■ **YOUR INSTRUCTIONS**:
Starting with the line that contains "Reviewer check: each instance of the building" and continuing through the final line of the entries, rewrite those lines as a JSON list of strings with one string per line, leaving out any blank lines.

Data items

────────

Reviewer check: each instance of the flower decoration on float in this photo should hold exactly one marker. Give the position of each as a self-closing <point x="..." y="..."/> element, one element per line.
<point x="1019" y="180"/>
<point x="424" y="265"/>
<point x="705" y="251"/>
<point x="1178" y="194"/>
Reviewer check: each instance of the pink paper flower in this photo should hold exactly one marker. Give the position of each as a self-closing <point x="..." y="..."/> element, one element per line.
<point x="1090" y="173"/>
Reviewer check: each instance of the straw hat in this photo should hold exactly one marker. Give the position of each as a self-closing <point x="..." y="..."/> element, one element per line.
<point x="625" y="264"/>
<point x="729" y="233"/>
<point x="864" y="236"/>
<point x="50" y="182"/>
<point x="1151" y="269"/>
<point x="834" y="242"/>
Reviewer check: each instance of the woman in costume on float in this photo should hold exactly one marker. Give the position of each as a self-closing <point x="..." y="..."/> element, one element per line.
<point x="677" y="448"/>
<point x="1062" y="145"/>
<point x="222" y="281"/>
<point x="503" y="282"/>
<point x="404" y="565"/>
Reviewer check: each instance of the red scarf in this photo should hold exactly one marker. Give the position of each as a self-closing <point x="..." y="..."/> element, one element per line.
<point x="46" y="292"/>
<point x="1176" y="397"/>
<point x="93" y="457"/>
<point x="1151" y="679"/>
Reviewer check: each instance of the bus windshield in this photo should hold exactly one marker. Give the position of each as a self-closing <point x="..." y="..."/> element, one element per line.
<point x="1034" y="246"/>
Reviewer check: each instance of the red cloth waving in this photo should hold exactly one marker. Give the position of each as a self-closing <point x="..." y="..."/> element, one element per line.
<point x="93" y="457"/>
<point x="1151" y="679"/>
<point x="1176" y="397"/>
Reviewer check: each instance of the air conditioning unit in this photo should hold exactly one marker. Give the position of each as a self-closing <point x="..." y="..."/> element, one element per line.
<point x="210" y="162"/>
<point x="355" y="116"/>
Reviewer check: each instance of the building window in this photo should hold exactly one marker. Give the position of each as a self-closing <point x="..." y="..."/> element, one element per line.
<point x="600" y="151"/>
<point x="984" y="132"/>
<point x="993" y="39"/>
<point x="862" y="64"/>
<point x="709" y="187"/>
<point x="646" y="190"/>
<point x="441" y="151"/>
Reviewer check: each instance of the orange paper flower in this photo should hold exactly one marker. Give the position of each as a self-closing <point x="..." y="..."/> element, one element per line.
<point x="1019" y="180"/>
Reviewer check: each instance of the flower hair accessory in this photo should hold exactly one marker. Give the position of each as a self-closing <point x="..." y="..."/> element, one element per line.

────────

■ **SOLUTION TO THE EXERCISE**:
[
  "Reviewer check: each instance of the building window in this photo should hold exactly one marker. Give the position of each as a self-closing <point x=\"...\" y=\"...\"/> element, one element per line.",
  "<point x=\"600\" y=\"151\"/>",
  "<point x=\"984\" y=\"132\"/>",
  "<point x=\"993\" y=\"39\"/>",
  "<point x=\"862\" y=\"64\"/>",
  "<point x=\"709\" y=\"187\"/>",
  "<point x=\"646\" y=\"190\"/>",
  "<point x=\"441\" y=\"151\"/>",
  "Reviewer check: each instance of the orange paper flower in this photo should hold exactly one marker. Give the position of each as a self-closing <point x=\"...\" y=\"...\"/> element, one element per line.",
  "<point x=\"1019\" y=\"180\"/>",
  "Reviewer check: each instance of the flower hair accessory in this photo should hold exactly one marker. Give the position of each as a self-closing <point x=\"...\" y=\"...\"/> element, one element per line."
]